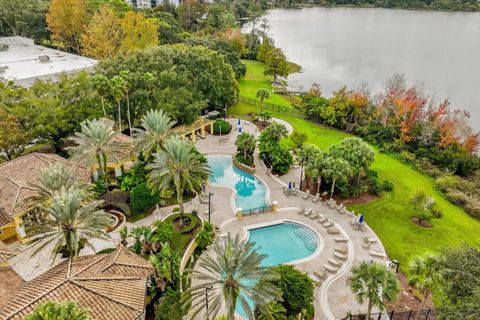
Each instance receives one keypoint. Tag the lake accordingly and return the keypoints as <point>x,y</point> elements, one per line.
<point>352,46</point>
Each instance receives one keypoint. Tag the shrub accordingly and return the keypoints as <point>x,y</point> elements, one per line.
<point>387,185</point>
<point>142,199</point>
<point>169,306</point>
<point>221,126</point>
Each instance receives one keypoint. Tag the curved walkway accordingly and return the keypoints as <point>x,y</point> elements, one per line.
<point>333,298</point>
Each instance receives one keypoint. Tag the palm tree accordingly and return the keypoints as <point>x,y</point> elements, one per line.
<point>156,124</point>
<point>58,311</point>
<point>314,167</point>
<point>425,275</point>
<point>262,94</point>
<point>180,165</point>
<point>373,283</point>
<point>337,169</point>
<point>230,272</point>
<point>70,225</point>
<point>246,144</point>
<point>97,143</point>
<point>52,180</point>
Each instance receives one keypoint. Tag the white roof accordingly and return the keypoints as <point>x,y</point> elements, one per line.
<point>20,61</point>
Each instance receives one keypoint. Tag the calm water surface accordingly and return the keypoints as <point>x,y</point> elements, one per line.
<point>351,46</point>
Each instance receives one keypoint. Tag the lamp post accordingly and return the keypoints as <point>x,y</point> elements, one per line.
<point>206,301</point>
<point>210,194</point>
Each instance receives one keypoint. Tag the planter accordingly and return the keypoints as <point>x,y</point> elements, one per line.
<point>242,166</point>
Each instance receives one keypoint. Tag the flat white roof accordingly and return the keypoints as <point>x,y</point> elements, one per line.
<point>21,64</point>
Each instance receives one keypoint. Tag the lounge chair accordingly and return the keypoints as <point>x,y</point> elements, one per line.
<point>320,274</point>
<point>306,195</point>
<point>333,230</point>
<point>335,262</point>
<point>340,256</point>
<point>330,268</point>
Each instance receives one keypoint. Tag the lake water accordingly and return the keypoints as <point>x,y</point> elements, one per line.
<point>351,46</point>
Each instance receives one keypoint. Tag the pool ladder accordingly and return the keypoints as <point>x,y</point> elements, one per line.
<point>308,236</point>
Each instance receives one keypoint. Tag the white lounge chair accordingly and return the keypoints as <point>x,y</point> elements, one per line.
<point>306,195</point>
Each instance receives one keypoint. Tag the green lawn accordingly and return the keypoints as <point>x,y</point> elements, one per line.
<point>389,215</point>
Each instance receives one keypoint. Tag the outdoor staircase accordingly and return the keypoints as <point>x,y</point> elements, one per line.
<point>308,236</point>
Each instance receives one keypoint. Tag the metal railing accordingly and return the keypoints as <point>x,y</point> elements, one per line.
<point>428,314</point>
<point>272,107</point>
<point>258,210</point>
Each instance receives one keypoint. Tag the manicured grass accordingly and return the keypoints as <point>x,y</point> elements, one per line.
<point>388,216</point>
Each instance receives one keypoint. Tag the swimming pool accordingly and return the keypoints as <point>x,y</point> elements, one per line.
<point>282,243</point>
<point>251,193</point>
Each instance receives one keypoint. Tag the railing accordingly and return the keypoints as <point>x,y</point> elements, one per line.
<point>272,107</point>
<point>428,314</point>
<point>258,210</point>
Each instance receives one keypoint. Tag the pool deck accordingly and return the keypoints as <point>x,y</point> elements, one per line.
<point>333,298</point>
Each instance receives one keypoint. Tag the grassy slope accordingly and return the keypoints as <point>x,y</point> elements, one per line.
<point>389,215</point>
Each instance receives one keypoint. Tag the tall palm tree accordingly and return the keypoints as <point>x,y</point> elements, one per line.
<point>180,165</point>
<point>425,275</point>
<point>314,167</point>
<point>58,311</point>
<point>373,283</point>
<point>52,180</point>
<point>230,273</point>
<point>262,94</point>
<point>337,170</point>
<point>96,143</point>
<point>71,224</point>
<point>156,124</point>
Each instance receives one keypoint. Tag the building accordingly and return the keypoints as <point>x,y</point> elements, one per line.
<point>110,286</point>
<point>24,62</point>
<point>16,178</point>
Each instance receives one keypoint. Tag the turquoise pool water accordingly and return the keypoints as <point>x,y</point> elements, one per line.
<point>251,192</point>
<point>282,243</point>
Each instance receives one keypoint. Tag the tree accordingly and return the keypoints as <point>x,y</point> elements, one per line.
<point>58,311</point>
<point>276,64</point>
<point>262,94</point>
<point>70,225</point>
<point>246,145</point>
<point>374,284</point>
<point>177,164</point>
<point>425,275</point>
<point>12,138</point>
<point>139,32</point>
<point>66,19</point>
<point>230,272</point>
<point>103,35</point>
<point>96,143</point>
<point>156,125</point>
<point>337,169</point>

•••

*PROMPT*. Format the listing above as a Markdown table with the columns "Row" and "Entry," giving each line its own numbered row. Skip blank lines, and leave the pictures out.

*SOLUTION TO THIS PROBLEM*.
| Row | Entry |
|---|---|
| 1 | Each instance receives one keypoint. Tag the lake accordingly and return the keypoints as <point>x,y</point> elements, one per line. |
| 2 | <point>352,46</point> |
| 3 | Each instance receives one keypoint. Tag the shrub accordingly and return the keypoints as <point>x,y</point> elements, one per line. |
| 4 | <point>387,185</point> |
| 5 | <point>142,199</point> |
| 6 | <point>169,306</point> |
| 7 | <point>221,126</point> |
| 8 | Each instance receives one keypoint. Tag the curved walkway accordingly and return the keypoints as <point>x,y</point> elements, one per line. |
| 9 | <point>333,298</point> |
| 10 | Each instance receives one keypoint. Tag the palm tree accordingly and return the keypoints as <point>x,y</point> elements, one per line. |
| 11 | <point>156,124</point> |
| 12 | <point>58,311</point> |
| 13 | <point>314,167</point> |
| 14 | <point>425,275</point> |
| 15 | <point>262,94</point> |
| 16 | <point>180,165</point> |
| 17 | <point>373,283</point> |
| 18 | <point>337,169</point> |
| 19 | <point>230,272</point> |
| 20 | <point>70,225</point> |
| 21 | <point>246,144</point> |
| 22 | <point>97,143</point> |
| 23 | <point>52,180</point> |
| 24 | Each instance receives one keypoint. Tag the white roof accordingly and return the keypoints as <point>x,y</point> elements, one per line. |
| 25 | <point>20,61</point> |
| 26 | Each instance receives one keypoint. Tag the calm water surface accordingly and return the keypoints as <point>x,y</point> elements, one per line. |
| 27 | <point>351,46</point> |
| 28 | Each instance receives one keypoint. Tag the lamp post accordingly and return the keypoints as <point>x,y</point> elements, one per line. |
| 29 | <point>206,301</point> |
| 30 | <point>210,194</point> |
| 31 | Each instance receives one keypoint. Tag the planter accordingly and return the keypoints as <point>x,y</point> elements, one per line. |
| 32 | <point>242,166</point> |
| 33 | Each instance receives one keypoint. Tag the flat white roof accordingly and return the keypoints as <point>x,y</point> elements, one per line. |
| 34 | <point>21,64</point> |
| 35 | Each instance receives one keypoint. Tag the lounge chair accordingly and return the keypoints as <point>x,y</point> elements, one per line. |
| 36 | <point>320,274</point> |
| 37 | <point>306,195</point> |
| 38 | <point>333,230</point> |
| 39 | <point>335,262</point> |
| 40 | <point>340,256</point> |
| 41 | <point>330,268</point> |
| 42 | Each instance receives one keypoint. Tag the lake water accordingly and return the keypoints as <point>x,y</point> elements, one per line. |
| 43 | <point>351,46</point> |
| 44 | Each instance receives one keypoint. Tag the pool ladder accordingly and return the keypoints as <point>x,y</point> elements, one per line. |
| 45 | <point>308,236</point> |
| 46 | Each instance receives one keypoint. Tag the white lounge chair accordingly and return the keypoints as <point>x,y</point> elements, one per line. |
| 47 | <point>306,195</point> |
| 48 | Each instance receives one keypoint. Tag the green lawn accordingly and return the keypoints as <point>x,y</point> elements, one per line. |
| 49 | <point>389,215</point> |
| 50 | Each instance receives one keypoint. Tag the outdoor staircase accordingly and return the keypoints as <point>x,y</point> elements, one per line. |
| 51 | <point>308,236</point> |
| 52 | Each instance receives one keypoint. Tag the metal railing accordingly and return the keypoints as <point>x,y</point> elements, one per line. |
| 53 | <point>428,314</point> |
| 54 | <point>272,107</point> |
| 55 | <point>258,210</point> |
| 56 | Each instance receives one keypoint. Tag the manicured grass accordingly and return the keypoints as <point>x,y</point> elements, one per line. |
| 57 | <point>388,216</point> |
| 58 | Each instance receives one keypoint. Tag the swimming pool accordingly and return the keypoints as <point>x,y</point> elements, one per line. |
| 59 | <point>282,243</point> |
| 60 | <point>251,193</point> |
| 61 | Each instance receives one keypoint. Tag the railing accordingly and return the keypoints as <point>x,y</point> elements, one per line. |
| 62 | <point>272,107</point> |
| 63 | <point>428,314</point> |
| 64 | <point>258,210</point> |
| 65 | Each instance receives one keypoint. Tag the pool deck accordingly and return the keypoints as <point>x,y</point> elements, one per line. |
| 66 | <point>333,298</point> |
| 67 | Each instance receives one keypoint. Tag the grassy slope accordingly and return the keypoints as <point>x,y</point> elements, one per line. |
| 68 | <point>389,215</point> |
| 69 | Each instance receives one keypoint. Tag the tall palm tree accordingly and return the keypoints as <point>x,y</point> elements, one per line. |
| 70 | <point>180,165</point> |
| 71 | <point>425,275</point> |
| 72 | <point>314,167</point> |
| 73 | <point>58,311</point> |
| 74 | <point>373,283</point> |
| 75 | <point>52,180</point> |
| 76 | <point>230,273</point> |
| 77 | <point>262,94</point> |
| 78 | <point>337,170</point> |
| 79 | <point>96,143</point> |
| 80 | <point>71,224</point> |
| 81 | <point>156,124</point> |
| 82 | Each instance receives one keypoint. Tag the building accordingly and return the keypoints as <point>x,y</point> elements, one per line. |
| 83 | <point>110,286</point> |
| 84 | <point>24,62</point> |
| 85 | <point>16,178</point> |
| 86 | Each instance receives one keypoint. Tag the turquoise pool water accordingly and return the keypoints as <point>x,y</point> elements, one per line. |
| 87 | <point>251,192</point> |
| 88 | <point>282,243</point> |
| 89 | Each instance receives one keypoint. Tag the tree accordingly and return the keypoints as <point>x,y</point> elements, one per line. |
| 90 | <point>58,311</point> |
| 91 | <point>276,64</point> |
| 92 | <point>262,94</point> |
| 93 | <point>70,225</point> |
| 94 | <point>246,145</point> |
| 95 | <point>374,284</point> |
| 96 | <point>177,164</point> |
| 97 | <point>425,275</point> |
| 98 | <point>12,138</point> |
| 99 | <point>139,32</point> |
| 100 | <point>66,19</point> |
| 101 | <point>230,272</point> |
| 102 | <point>103,35</point> |
| 103 | <point>96,143</point> |
| 104 | <point>156,125</point> |
| 105 | <point>337,169</point> |